Position annotation records

────────

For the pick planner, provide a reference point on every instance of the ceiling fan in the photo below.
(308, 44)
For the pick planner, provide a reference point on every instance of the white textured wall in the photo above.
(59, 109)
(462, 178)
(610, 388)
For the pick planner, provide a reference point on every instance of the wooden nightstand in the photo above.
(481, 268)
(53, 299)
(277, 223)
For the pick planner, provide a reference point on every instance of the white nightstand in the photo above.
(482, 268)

────────

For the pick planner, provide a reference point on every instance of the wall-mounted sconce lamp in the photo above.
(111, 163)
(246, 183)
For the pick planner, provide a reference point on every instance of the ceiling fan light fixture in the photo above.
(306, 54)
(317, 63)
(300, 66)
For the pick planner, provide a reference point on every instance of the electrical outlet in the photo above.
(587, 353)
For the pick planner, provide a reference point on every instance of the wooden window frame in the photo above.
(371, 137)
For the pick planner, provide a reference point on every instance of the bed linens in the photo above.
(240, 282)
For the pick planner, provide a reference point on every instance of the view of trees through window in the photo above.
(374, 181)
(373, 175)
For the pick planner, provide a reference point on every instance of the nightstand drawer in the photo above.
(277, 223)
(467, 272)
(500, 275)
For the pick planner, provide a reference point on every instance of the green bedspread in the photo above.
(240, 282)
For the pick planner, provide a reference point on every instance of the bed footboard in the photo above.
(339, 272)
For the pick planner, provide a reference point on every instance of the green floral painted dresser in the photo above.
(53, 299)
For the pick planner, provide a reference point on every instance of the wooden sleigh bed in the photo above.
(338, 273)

────────

◆ **WHAT YOU NEED TO DO**
Pick out every line of the records that contains the string "ceiling", treating case as significant, and copy each one.

◆ **TASK RESPONSE**
For the pick planner, provide a reference point on every instance of the ceiling fan in the photo below.
For the pick planner, provide a reference point on every instance of the ceiling fan light fixture in the photo above.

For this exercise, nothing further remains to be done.